Given entries:
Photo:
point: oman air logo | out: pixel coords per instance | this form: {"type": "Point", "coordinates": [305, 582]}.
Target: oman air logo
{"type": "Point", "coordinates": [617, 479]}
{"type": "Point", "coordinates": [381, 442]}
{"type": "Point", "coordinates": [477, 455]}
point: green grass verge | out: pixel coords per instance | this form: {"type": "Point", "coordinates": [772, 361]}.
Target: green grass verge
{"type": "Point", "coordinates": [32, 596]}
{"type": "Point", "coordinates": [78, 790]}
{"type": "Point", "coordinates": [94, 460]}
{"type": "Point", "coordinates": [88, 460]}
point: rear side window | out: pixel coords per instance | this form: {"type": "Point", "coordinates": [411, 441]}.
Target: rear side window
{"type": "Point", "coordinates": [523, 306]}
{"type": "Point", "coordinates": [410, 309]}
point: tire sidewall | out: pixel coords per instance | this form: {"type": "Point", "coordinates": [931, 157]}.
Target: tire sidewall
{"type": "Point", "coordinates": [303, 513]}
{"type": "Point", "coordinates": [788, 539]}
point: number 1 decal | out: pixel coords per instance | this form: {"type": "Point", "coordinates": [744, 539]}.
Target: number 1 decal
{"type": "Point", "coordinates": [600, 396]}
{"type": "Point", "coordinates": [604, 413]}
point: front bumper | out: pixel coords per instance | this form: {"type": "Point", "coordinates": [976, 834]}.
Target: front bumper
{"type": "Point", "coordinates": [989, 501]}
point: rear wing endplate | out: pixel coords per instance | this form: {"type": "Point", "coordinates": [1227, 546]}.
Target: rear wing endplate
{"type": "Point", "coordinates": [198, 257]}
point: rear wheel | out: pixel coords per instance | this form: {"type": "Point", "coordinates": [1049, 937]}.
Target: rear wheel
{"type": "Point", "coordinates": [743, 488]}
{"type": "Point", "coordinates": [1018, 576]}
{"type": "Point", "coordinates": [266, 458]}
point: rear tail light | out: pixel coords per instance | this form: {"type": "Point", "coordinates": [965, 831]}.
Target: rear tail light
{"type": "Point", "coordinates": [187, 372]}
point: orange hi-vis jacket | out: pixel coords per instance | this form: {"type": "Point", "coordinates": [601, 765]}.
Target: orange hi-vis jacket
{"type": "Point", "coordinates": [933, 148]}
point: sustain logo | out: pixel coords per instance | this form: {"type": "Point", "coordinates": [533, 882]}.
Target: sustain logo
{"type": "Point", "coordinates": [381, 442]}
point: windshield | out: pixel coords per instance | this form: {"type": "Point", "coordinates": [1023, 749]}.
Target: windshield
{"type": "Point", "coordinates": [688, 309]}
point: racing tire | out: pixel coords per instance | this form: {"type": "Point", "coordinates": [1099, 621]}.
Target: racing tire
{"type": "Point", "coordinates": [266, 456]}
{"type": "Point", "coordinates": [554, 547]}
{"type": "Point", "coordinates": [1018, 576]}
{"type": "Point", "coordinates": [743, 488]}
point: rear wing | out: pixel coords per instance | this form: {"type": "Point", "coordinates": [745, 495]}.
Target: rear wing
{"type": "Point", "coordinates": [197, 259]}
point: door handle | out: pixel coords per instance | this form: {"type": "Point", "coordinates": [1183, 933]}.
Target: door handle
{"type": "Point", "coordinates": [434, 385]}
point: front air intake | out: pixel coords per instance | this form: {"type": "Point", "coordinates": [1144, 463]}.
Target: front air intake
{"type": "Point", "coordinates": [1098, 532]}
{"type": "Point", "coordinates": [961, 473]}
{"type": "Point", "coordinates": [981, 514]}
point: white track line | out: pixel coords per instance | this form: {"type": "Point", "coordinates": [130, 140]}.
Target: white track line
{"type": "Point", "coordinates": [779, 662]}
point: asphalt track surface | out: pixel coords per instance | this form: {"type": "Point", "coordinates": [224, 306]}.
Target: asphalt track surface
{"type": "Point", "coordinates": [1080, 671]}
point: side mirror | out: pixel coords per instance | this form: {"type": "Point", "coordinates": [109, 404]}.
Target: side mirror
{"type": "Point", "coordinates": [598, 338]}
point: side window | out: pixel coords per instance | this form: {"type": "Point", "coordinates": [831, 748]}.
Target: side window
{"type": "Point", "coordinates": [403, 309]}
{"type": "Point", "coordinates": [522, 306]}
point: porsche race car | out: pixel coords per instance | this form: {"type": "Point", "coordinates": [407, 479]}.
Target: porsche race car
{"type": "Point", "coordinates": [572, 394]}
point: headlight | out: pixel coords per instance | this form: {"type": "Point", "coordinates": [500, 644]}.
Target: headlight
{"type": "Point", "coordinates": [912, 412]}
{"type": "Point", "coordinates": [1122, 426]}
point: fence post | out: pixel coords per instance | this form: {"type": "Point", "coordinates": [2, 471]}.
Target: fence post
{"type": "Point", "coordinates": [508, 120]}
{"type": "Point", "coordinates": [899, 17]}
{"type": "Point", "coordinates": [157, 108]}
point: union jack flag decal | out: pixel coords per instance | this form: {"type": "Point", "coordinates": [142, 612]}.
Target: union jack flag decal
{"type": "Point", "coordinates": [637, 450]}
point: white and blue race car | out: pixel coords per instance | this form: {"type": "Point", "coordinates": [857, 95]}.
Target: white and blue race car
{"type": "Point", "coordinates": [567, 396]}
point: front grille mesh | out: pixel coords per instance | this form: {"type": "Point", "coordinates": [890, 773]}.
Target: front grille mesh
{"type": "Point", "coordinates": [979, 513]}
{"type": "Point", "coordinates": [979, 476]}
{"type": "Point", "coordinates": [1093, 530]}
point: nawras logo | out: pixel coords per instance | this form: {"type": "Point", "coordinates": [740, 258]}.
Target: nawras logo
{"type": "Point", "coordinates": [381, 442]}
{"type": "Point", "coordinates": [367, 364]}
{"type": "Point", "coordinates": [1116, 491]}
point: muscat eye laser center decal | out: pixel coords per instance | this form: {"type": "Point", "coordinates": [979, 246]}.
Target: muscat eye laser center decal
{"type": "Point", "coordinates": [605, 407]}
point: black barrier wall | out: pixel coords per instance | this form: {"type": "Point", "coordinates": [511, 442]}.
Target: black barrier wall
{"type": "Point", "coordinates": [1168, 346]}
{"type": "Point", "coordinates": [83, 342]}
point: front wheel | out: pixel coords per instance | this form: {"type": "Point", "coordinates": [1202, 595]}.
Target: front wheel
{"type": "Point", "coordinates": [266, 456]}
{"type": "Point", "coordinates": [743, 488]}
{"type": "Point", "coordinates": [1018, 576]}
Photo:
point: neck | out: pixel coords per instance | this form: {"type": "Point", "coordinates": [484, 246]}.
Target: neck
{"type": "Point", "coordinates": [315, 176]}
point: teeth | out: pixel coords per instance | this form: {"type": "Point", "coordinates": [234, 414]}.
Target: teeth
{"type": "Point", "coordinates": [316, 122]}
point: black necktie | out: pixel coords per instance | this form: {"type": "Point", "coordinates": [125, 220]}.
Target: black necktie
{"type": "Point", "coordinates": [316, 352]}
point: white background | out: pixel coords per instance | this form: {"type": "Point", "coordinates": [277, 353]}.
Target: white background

Required task: Rewrite the rows from the line containing "point: black necktie" through the final line of the rows, replacing "white background" with "white backdrop" and keeping everything else unchanged.

Response for this exercise:
point: black necktie | out: pixel coords per instance | this form: {"type": "Point", "coordinates": [125, 220]}.
Target: black necktie
{"type": "Point", "coordinates": [316, 352]}
point: white backdrop | out: pixel coords per instance | this form: {"type": "Point", "coordinates": [277, 353]}.
Target: white backdrop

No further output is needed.